The lines from the one containing "Could you please point out the second" through the final line of the listing below are what the answer must repeat, exactly and only, leaving pictures out.

# Information provided
════════

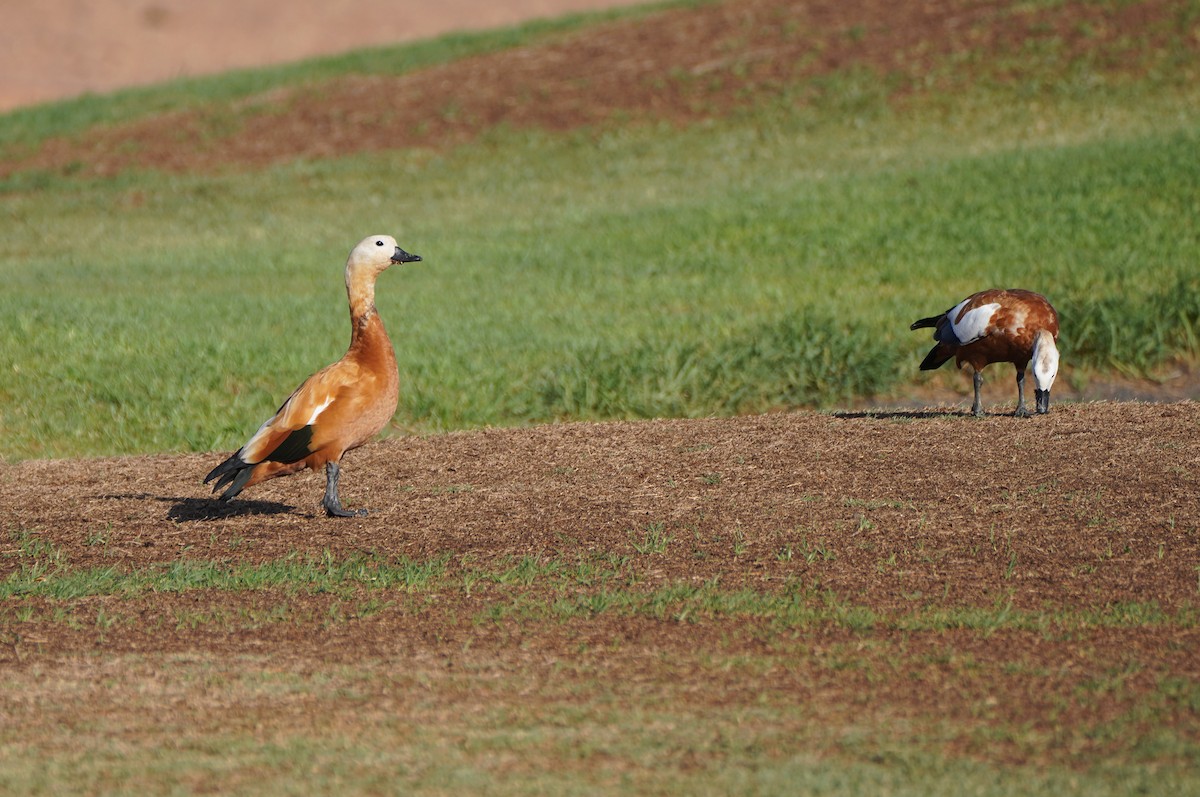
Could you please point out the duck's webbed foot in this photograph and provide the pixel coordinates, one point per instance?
(331, 503)
(977, 407)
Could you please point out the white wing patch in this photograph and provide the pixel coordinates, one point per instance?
(317, 411)
(973, 323)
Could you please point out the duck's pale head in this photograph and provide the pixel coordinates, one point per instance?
(1045, 369)
(375, 253)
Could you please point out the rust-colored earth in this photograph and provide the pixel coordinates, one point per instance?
(885, 521)
(1089, 511)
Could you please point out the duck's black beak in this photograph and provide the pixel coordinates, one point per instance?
(401, 256)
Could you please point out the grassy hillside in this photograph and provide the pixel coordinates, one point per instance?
(767, 252)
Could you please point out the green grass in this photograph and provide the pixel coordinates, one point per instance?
(769, 259)
(558, 588)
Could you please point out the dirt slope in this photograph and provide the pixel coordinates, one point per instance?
(53, 49)
(682, 65)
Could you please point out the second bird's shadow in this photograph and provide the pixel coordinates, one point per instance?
(201, 509)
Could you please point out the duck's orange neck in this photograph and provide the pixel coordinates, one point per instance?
(360, 289)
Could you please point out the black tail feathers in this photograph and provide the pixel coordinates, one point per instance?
(936, 357)
(233, 472)
(927, 322)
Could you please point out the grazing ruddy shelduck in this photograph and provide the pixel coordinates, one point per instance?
(999, 325)
(340, 407)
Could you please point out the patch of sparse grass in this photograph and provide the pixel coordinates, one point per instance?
(311, 574)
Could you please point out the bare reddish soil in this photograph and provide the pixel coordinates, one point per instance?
(681, 65)
(1087, 509)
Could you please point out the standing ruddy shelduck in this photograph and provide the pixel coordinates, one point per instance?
(999, 325)
(340, 407)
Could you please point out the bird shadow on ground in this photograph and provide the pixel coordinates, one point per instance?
(900, 414)
(192, 509)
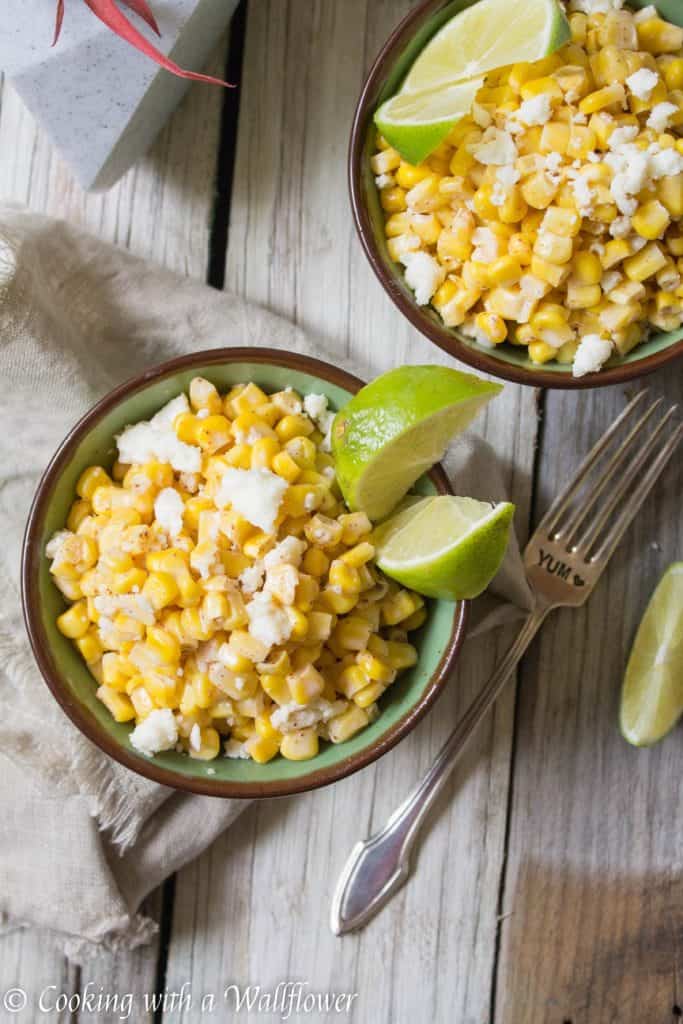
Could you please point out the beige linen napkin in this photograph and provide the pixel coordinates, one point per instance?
(83, 841)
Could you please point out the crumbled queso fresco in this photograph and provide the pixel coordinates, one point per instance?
(550, 217)
(223, 598)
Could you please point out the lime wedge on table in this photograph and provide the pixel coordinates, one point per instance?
(487, 35)
(445, 547)
(397, 427)
(416, 123)
(652, 693)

════════

# Task response
Could you please point out the second bird's shadow in this photograph and provide the pixel coordinates, one point per instance?
(201, 509)
Could you please point out the duck's orange neck in this photograph and provide the pixel coordinates, one point per instance?
(360, 289)
Could you please point out the black tail feathers in this photograph and provide the pixel coordinates, one point per instance?
(936, 357)
(233, 472)
(927, 322)
Could you please point out the grazing ruddy shelduck in this photograph and provide the pixel coordinates, one point per instance?
(999, 325)
(340, 407)
Could you please point out the patch of sparse grass in this photograph and provide the pixel coordinates, one point per instance?
(311, 574)
Could you please point out the bare reddish soil in this photograph and provide the pixel coordinates, one point per instance?
(681, 65)
(1087, 509)
Could you please point out the standing ruddy shelduck in this photograph and provide the pixel coordinates, one point per instance?
(999, 325)
(340, 407)
Could you please point out the bird shadow on ground in this photograph and provide the pixel coordinates, one point per instance?
(900, 414)
(192, 509)
Could you please point out the beige linen napkin in this photograph and provide the pixel coordinates, one point per instance?
(83, 841)
Could you please point out the crumbled queso fresco in this photograph and provide the pixel coordinates, one point per instance?
(550, 217)
(223, 598)
Could you please point out the lime wedge on table in this photograph and provide the pixel coordinates, one point per instance?
(487, 35)
(445, 547)
(397, 427)
(416, 123)
(652, 693)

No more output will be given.